**CHALLENGE**
Convert every line of the records below into a Markdown table with the columns Row and Line, numbering the rows and leaving out blank lines and the pictures.

#### RECORDS SHOWN ####

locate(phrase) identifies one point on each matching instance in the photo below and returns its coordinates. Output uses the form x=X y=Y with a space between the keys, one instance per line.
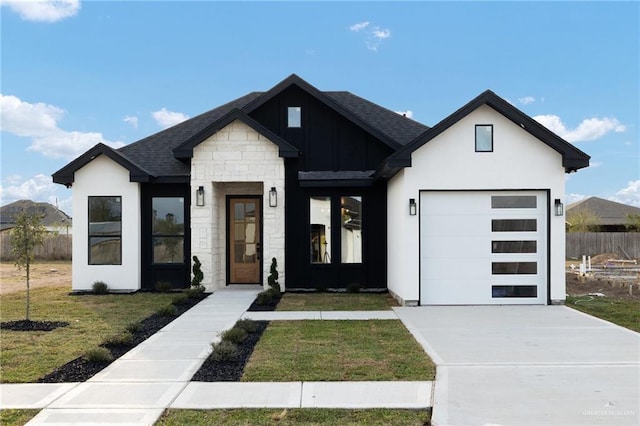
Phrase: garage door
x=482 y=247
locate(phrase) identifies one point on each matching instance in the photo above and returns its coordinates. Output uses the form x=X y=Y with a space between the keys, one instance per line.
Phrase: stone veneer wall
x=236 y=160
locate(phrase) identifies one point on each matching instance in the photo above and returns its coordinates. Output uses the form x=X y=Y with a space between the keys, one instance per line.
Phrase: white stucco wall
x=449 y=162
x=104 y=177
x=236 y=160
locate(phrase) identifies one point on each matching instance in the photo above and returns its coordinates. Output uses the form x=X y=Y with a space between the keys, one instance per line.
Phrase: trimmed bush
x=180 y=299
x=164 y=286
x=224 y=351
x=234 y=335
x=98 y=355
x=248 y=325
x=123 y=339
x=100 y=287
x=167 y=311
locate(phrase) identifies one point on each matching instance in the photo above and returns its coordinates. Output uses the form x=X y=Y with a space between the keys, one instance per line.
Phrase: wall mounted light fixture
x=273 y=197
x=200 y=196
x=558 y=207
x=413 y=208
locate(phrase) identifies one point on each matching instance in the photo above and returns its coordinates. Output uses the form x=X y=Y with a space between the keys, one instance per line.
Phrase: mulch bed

####

**RESULT FOR THIS EXERCISE**
| Row | Line |
|---|---|
| 1 | locate(phrase) identifies one point on each matching instance in the photo below and returns its coordinates. Output uses the form x=X y=Y with a space between the keys, one instance per line. |
| 2 | Phrase: garage door |
| 3 | x=482 y=247 |
| 4 | locate(phrase) identifies one point on each matching instance in the photo above and returns its coordinates. Output uses the form x=X y=Y with a space between the keys, one instance per line. |
| 5 | Phrase: stone veneer wall |
| 6 | x=236 y=160 |
| 7 | locate(phrase) identifies one point on each matching instance in the photo above and returns its coordinates. Output uses the form x=X y=Y with a space between the keys, one instance per line. |
| 8 | Phrase: white stucco wall |
| 9 | x=449 y=162 |
| 10 | x=104 y=177 |
| 11 | x=236 y=160 |
| 12 | locate(phrase) identifies one point on each matching instance in the photo above and returns its coordinates. Output uses the form x=X y=Y with a space between the keys, one instance per line. |
| 13 | Phrase: trimmed bush |
| 14 | x=180 y=299 |
| 15 | x=164 y=286 |
| 16 | x=224 y=351 |
| 17 | x=234 y=335 |
| 18 | x=98 y=355 |
| 19 | x=248 y=325 |
| 20 | x=123 y=339 |
| 21 | x=100 y=287 |
| 22 | x=167 y=311 |
| 23 | locate(phrase) identifies one point on each matching instance in the photo above and returns its coordinates. Output uses the form x=X y=Y with a space between the keys, one instance per line. |
| 24 | Phrase: wall mounted light fixture |
| 25 | x=273 y=197 |
| 26 | x=200 y=196 |
| 27 | x=558 y=207 |
| 28 | x=413 y=208 |
| 29 | locate(phrase) identifies one point on each matching instance in the photo above and returns its coordinates. Output uses the form x=X y=Y with a space between the keys, one instance per line. |
| 30 | Phrase: mulch bed |